### Records supplied

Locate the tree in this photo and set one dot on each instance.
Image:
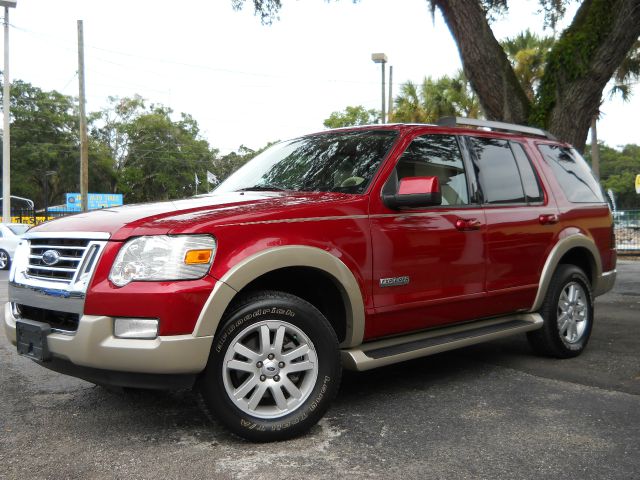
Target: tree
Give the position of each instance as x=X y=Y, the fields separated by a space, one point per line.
x=352 y=116
x=576 y=71
x=527 y=53
x=154 y=156
x=445 y=96
x=45 y=147
x=618 y=173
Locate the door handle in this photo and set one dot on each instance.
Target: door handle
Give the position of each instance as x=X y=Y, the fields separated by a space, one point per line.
x=549 y=219
x=467 y=224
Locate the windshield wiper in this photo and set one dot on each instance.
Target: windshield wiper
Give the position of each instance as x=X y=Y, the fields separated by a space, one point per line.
x=261 y=188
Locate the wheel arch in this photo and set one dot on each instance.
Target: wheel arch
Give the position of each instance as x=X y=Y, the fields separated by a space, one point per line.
x=278 y=262
x=577 y=250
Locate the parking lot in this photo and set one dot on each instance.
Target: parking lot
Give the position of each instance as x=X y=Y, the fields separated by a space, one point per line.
x=491 y=411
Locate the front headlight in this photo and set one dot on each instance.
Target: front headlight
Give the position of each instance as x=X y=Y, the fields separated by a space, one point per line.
x=163 y=257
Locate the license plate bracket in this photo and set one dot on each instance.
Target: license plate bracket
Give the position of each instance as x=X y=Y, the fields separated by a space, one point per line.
x=31 y=339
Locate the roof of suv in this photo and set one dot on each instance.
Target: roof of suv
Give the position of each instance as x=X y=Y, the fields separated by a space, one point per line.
x=470 y=125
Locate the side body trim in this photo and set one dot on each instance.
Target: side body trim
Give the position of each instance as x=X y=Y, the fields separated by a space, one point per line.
x=559 y=250
x=243 y=273
x=407 y=347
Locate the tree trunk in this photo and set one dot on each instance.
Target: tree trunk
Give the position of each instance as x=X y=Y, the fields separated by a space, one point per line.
x=577 y=71
x=582 y=62
x=484 y=61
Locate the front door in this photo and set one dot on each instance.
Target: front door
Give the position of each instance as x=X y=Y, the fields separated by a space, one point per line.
x=428 y=263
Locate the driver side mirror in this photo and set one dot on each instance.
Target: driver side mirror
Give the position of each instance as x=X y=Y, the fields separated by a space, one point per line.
x=415 y=192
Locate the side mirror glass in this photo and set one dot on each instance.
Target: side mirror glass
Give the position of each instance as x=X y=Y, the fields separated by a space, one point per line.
x=415 y=192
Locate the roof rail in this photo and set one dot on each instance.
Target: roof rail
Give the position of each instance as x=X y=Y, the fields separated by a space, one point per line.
x=507 y=127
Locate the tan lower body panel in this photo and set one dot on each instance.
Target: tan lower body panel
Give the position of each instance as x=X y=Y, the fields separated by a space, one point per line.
x=93 y=345
x=399 y=349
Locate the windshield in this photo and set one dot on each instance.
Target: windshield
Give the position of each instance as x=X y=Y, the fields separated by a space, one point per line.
x=332 y=162
x=17 y=228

### Work to do
Can you write out all the items again with every "set one dot" changed to "place one point", everything else unchanged and the pictures left out?

### Task solution
Locate the tree in this photo and place one point on each instance.
Image:
Target: tree
Give the position of each instance as x=X y=Y, the fields separated by a space, one point per line.
x=352 y=116
x=576 y=71
x=527 y=53
x=154 y=156
x=445 y=96
x=45 y=147
x=618 y=173
Locate the door handle in this photo and place one point on each instance.
Target: door handle
Give the position of each instance as x=X y=Y, the fields separated by a space, one point per line.
x=549 y=219
x=467 y=224
Locate the windshield wiper in this photo and place one point on each instance.
Target: windshield wiper
Give the position of each instance as x=X y=Y, the fields separated by a space, one point per line.
x=261 y=188
Locate the wheel arch in this photo and place one point on each instance.
Target: wheel arch
Give the position of each instance as x=X y=Y, the fields separated by a space, one point per line.
x=278 y=262
x=577 y=250
Locate the parking lot in this photo and place one point on each instance.
Target: parking lot
Give the position of each instance as x=X y=Y, the fields separated by a space, one point per line.
x=491 y=411
Locate the front headlight in this photo and place one point on each instance.
Target: front headlight
Give the position of each instance as x=X y=Y, the fields separated by a space, one point per line.
x=163 y=257
Locate the license plate bracket in this photo and place one point on each instance.
Target: license plate bracket
Give the position of each instance as x=X y=Y, the fields separated by a space, one point per line.
x=31 y=339
Locate the roof of suv in this photo and place one point on each instance.
Target: roof of suv
Give the position of each instance as x=X y=Y, the fields separated by a space, one point per line.
x=470 y=125
Locate the side body trim in this photo and place one point on each instance.
Target: side body trim
Give the position of each instance as x=X y=Y, the fields separated by a space, one point per line.
x=559 y=250
x=243 y=273
x=407 y=347
Locate the tree trunk in this photo and place one point on each instance.
Target: tree trunk
Give the position of each instance as x=X y=Y, the fields separated by a space, one point per line.
x=577 y=71
x=582 y=62
x=484 y=61
Locate the front door in this photo and place one point on each instance.
Target: front door
Give the position of each instance as x=X y=Y, the fields separated by a space, one point per line.
x=428 y=263
Locate the driver side mirror in this photo and place one point on each instance.
Target: driver side mirror
Give the position of each instance as x=X y=Y, the fields separated by a space, one point per line.
x=415 y=192
Locate the side mirror glass in this photo and place one point on each instance.
Target: side mirror glass
Give the position of each instance as x=X y=Y, the fields separated by a space, one point per line.
x=415 y=192
Locate the roof rail in this photo and place one point on each instance.
Target: roof rail
Give the position of each instance as x=X y=Y, the fields separated by a space, one point per line.
x=507 y=127
Locate the tan lower body panel in this photo and place one point on each instance.
Target: tan lower body panel
Give the position of each instance as x=X y=Y, the fields separated by a space, one point per line.
x=93 y=345
x=399 y=349
Locate the windshield in this photo and place one point on each instance.
Target: windshield
Give the position of each instance as x=X y=Y, the fields separated by a space, one point per line.
x=332 y=162
x=17 y=228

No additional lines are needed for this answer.